- **BRANO DA LEGGERE**:
Lamberto Lambertini: «Con Peppe Barra è la Cantata dell’amicizia»

Lamberto Lambertini, sedendosi, prima ancora di sfilarsi l’elegante cappello, avverte il cronista come per mettere le cose in chiaro: «Questo spettacolo nasce da un’incredibile amicizia che c’è tra me e Peppe Barra».

Eppure siete così diversi: nel vestire, nel parlare, nei tempi, nella convivialità.

Verissimo, ma ridiamo delle medesime cose. Amiamo le identiche follie. Pratichiamo le stesse ironie.

La «Cantata dei pastori» che è in scena alla Sala Umberto di Roma (fino al 15 gennaio) può essere, quindi, considerata una follia a quattro mani?

Certamente. Ma sarebbe più corretto dire «a sei mani». L’idea, infatti, è del nostro produttore Alessandro Alfieri. È stato lui che ha lanciato la sfida. Stavo ideando uno spettacolo improntato su «Il re muore» di Ionesco, che rivisto da me e da Peppe sarebbe diventato «Il re non muore». Proprio mentre ci stavamo accordando con la produzione, è arrivata la sorprendente proposta di riprendere La cantata dei pastori, uno spettacolo che Barra porta in palcoscenico dal 1974: prima con De Simone e la Nuova compagnia di canto popolare, poi con la madre Concetta e dopo in tante altre riprese, fino a quest’ultima.

Un momento, non corriamo. Prendiamoci il tempo e il gusto di aprire con cautela due libri densi di storia, uno antico e l’altro contemporaneo: «La cantata» scritta dal Perrucci che offre ai comici della commedia dell’arte l’opportunità di trasformarla da testo educativo in opera teatrale; e la Cantata di De Simone a cui si ispira questa edizione che è tra le più innovative.

Esattamente. Alfieri ci ha imposto delle condizioni rispetto alle precedenti edizioni: meno attori, meno orchestrali e soprattutto tempi più consoni alle esigenze del pubblico odierno.

L’entusiasmo per la sua ultima creazione, come co-autore e regista, e l’affetto che lo lega all’amico, portano Lambertini, classe 1946, ad accendere giustamente i riflettori sul presente o sul passato prossimo, consegnando la parte storica al corollario che ormai merita.

Il testo originario fu scritto dal gesuita Andrea Perrucci nel 1698 come una messa natalizia extra-liturgica, che aveva per titolo «Il vero lume tra l’ombre», ed era firmato da tal Casmiro Ruggiero Ogone, pseudonimo dell’autore che si proponeva di contrastare le immoralità licenziose dell’epoca e le facili blasfemie del popolo ribelle, soggiogato dalla cattolicissima monarchia spagnola. Che cosa ci si poteva aspettare da un gesuita che frequentava la corte dei viceré, se non una sacra rappresentazione che sfiorava più il tedio del rito?

- **DATI REGISTRATI**:
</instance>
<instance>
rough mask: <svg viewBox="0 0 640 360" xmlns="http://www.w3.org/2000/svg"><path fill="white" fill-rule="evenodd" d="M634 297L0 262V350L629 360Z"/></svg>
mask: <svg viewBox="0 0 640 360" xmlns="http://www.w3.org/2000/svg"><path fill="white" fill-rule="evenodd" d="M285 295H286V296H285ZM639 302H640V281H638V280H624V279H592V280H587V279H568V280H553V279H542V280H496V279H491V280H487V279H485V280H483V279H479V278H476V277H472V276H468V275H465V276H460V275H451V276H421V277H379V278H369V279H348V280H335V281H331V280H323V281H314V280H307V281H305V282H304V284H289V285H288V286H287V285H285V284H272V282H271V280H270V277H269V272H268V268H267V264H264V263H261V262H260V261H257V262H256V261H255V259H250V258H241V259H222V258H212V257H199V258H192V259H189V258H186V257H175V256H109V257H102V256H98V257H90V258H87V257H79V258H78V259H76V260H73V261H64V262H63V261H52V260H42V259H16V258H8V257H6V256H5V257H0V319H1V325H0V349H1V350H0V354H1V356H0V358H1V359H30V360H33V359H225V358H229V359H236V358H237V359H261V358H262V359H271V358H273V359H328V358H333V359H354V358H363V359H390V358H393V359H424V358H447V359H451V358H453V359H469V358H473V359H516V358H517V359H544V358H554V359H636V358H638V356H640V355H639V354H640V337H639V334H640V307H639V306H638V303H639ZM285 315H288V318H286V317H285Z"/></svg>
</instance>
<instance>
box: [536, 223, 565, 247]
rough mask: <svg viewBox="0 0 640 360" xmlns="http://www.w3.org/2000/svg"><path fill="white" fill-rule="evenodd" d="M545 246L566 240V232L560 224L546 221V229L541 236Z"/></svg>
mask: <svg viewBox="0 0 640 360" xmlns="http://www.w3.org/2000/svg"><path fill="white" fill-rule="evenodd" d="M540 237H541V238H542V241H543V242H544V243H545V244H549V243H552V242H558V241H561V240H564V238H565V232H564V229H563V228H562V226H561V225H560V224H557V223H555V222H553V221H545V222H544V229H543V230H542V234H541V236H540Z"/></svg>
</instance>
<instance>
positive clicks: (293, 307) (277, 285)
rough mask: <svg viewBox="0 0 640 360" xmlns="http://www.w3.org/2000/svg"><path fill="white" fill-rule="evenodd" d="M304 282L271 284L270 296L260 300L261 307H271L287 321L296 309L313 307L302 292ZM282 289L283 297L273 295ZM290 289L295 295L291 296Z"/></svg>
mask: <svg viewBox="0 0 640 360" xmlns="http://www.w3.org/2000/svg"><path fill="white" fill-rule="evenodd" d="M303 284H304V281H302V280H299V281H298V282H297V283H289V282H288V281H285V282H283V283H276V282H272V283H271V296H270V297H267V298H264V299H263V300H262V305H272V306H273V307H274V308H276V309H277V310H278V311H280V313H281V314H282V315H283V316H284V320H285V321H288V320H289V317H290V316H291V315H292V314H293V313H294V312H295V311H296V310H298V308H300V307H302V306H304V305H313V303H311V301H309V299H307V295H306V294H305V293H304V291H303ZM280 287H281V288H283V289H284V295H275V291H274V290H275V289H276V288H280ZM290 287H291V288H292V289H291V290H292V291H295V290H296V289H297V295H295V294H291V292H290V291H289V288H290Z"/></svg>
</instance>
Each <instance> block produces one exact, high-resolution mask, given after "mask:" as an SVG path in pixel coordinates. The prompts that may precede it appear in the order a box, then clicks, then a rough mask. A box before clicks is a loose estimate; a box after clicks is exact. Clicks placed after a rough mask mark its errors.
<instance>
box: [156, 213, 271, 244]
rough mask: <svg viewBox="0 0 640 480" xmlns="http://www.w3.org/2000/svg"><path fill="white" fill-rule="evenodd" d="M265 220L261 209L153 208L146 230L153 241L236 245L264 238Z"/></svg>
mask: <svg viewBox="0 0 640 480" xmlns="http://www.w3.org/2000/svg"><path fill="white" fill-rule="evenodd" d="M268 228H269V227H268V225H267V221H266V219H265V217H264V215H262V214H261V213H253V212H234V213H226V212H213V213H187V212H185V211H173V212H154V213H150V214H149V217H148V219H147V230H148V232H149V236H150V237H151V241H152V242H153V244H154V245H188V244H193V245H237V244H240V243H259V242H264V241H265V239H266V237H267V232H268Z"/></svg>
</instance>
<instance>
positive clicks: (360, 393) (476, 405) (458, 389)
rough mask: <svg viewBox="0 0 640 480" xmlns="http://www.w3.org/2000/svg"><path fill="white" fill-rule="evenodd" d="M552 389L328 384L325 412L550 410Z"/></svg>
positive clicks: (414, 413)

- **PROBLEMA 1**:
Per favore, indica se ciascuna affermazione concorda con il brano da leggere, rispondendo sì o no e citando le parole decisive del brano: (a) lo spettacolo è in scena alla Sala Umberto di Roma fino al 15 gennaio; (b) l'idea di riprendere la Cantata dei pastori è di Peppe Barra; (c) il testo originario fu scritto da Andrea Perrucci nel 1698.
- **PROBLEMA 2**:
Rispondi alle domande seguenti in base al brano da leggere.
(a) Da quale anno Barra porta in palcoscenico La cantata dei pastori?
(b) Di che classe è Lambertini?
(c) Con quale pseudonimo era firmato il testo originario?

- **RISPOSTA SCRITTA 1**:
(a) Sì: «è in scena alla Sala Umberto di Roma (fino al 15 gennaio)».
(b) No: «L’idea, infatti, è del nostro produttore Alessandro Alfieri.»
(c) Sì: «Il testo originario fu scritto dal gesuita Andrea Perrucci nel 1698».

- **RISPOSTA SCRITTA 2**:
(a) Dal 1974.
(b) Classe 1946.
(c) Casmiro Ruggiero Ogone.